◆ Aufgabenstellung ◆
Schreiben Sie den folgenden Text zur Nachhaltigkeitsbewertung chemischer Synthesen im Anschluss an seinen letzten Satz weiter.
===== Textauszug
Nachhaltigkeitsbewertung chemischer Synthesen in Entwicklungsphasen
Projektdurchführung
ifu Institut für Umweltinformatik Hamburg GmbH
Max-Brauer-Allee 50
22765 Hamburg
Zielsetzung und Anlass des Vorhabens
Ziel dieses Projektes war es, dem Chemiker in frühen Entwicklungsphasen einer Synthese ein Instrument bereitzustellen, mit dem dieser ohne viel Aufwand und Vorwissen eine Nachhaltigkeitsbetrachtung seiner Synthese erstellen kann. Ermöglicht wurde dies durch ein intuitives Softwaresystem, wie es in der Software Sabento schon erfolgreich eingeführt wurde. Diese Nachhaltigkeitsbetrachtung umfasste nicht nur die ökologische und ökonomische Bewertung der reinen Materialbilanz von der eigentlichen Synthese sondern auch die Material- und Energiebilanz des geplanten Produktionsverfahrens inklusive der dazu notwendigen Apparaturen. Diese Nachhaltigkeitsbetrachtung integriert sowohl die ökonomische, die ökologische als auch die soziale Bewertung.
==========
===== Erfasste Daten
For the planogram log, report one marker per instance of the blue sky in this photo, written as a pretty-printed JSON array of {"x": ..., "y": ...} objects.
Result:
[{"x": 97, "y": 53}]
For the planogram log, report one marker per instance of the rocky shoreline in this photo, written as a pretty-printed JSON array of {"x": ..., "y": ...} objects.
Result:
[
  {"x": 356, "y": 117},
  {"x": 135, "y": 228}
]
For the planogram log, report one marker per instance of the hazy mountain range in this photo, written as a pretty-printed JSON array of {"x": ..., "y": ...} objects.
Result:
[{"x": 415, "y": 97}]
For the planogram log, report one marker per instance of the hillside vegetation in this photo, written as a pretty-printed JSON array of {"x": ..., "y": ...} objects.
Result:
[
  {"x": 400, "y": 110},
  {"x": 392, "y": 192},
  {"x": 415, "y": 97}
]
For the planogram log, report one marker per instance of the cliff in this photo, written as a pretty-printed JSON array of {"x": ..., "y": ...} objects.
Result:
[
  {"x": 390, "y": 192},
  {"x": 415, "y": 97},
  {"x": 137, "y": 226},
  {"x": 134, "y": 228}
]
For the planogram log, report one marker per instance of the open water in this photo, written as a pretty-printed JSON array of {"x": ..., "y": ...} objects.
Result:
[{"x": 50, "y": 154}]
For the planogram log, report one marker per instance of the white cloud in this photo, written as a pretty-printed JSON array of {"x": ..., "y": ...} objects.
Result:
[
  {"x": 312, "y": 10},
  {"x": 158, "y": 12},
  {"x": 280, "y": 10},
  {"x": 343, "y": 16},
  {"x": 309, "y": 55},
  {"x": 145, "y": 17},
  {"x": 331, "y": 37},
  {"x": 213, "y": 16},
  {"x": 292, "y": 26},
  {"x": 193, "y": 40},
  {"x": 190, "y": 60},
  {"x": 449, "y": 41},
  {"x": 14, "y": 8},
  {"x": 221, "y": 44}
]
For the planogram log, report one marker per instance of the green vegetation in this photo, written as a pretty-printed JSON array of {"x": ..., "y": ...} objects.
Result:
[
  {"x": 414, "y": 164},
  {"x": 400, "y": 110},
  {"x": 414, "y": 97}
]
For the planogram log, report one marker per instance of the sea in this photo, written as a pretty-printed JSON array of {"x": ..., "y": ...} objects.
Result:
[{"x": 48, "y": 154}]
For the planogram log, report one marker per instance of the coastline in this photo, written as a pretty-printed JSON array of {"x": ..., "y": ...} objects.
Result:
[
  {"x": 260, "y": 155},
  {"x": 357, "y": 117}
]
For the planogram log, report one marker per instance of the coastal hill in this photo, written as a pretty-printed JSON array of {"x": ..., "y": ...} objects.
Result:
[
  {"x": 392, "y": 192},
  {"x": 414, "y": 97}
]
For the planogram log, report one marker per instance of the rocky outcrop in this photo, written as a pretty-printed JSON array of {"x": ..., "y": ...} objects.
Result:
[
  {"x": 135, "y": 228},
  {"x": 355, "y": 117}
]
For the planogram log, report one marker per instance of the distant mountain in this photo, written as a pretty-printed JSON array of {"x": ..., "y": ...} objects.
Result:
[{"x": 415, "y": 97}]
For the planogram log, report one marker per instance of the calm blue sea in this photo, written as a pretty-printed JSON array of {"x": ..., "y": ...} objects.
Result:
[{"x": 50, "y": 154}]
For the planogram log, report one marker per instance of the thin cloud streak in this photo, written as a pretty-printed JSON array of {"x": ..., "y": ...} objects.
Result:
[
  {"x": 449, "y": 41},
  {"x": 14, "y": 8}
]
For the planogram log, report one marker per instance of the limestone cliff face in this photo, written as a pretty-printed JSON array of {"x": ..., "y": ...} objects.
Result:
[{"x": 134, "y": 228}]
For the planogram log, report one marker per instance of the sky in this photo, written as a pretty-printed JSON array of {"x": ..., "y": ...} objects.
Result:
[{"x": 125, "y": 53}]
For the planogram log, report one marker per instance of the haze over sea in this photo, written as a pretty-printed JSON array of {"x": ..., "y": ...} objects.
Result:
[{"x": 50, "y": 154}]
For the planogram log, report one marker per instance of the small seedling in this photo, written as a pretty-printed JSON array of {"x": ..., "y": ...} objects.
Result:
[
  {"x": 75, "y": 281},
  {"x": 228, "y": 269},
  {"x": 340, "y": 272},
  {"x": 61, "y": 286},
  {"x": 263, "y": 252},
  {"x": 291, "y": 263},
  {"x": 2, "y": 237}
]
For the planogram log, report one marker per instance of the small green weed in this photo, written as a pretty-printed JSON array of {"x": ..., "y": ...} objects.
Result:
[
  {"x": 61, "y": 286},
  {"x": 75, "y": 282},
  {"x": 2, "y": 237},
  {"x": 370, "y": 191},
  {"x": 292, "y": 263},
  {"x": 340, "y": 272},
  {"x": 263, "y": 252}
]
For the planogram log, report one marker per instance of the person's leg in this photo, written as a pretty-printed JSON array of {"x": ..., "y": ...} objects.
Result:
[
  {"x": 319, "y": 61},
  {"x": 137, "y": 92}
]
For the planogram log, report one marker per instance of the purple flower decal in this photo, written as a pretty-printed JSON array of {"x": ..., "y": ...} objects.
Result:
==========
◆ Übungsergebnis ◆
Darstellung der Arbeitsschritte und der angewandten MethodenBei der Entwicklung der Software wurde der Ansatz des evolutionären Prototyping angewandt, bei dem ein Prototyp schrittweise weiterentwickelt wird und dadurch frühzeitig Testversionen zur Validierung der Anforderungen bereitstehen. Die automatisierte Datenrecherche von Substratdaten, wie z. B. Angaben zu R- und S-Sätzen, über das Internet und externe Datenbanken stellen einen wichtigen Baustein des Prototyps dar. Bislang erweist sich die Datenakquise meist als zeitintensiver Teil der Nachhaltigkeitsanalyse. Die Arbeitsgruppe um Prof. Hungerbühler (ETH Zürich), die sich mit der automatisierten Datenrecherche bereits beschäftigt hat, unterstützte dieses Projekt. Um zukünftig zu bewertende Prozesse schneller abbilden zu können, wurden in einem weiteren Arbeitsschritt Referenzmodelle entwickelt. Die Software Sabento, die biotechnologische Verfahren bewertet, bildete die Grundlage hierfür. Zur Berechnung der bei der Synthese eines chemischen Produktes entstehenden Stoff- und Energieflüsse wurden die Vorar-beiten des Programms EATOS verwendet.
Ergebnisse und Diskussion
In diesem Projekt konnte ein Software-Prototyp entwickelt werden, der den Synthesechemiker in die Lage versetzt, schon in ganz frühen Phasen der Syntheseplanung in Frage kommende Synthesewege für ein neues Produkt hinsichtlich ökologischer, ökonomischer und sozialer Aspekte zu bewerten.
Es wurde sehr viel Wert auf eine intuitive Bedienbarkeit des Prototypen gelegt. Die Integration eines chemischen Editors ist eine Schlüsselfunktionalität, die dem Chemiker den Einstieg in die Stoff- und Energiefluss-Modellierung erheblich erleichtert.
Öffentlichkeitsarbeit und Präsentation
Es konnten folgende Arbeiten veröffentlicht werden:
Eissen, M.; Weiß, M.; Brinkmann, T.; Steinigeweg, S. (2010): Comparison of Two Alternative Routes to an Enantiomerically Pure ?-Amino Acid. In: Chem. Eng. Technol. 33 (4), S. 629-637.
Eissen, M.; Brinkmann, T. Klein, M.; Schwartze, B.; Weiß, M. (2011): Einsatz von Kennzahlen in frühen Phasen der Syntheseentwicklung - Zwei Fallstudien. In: Chemie Ingenieur Technik 83 (10), S. 1597-1608.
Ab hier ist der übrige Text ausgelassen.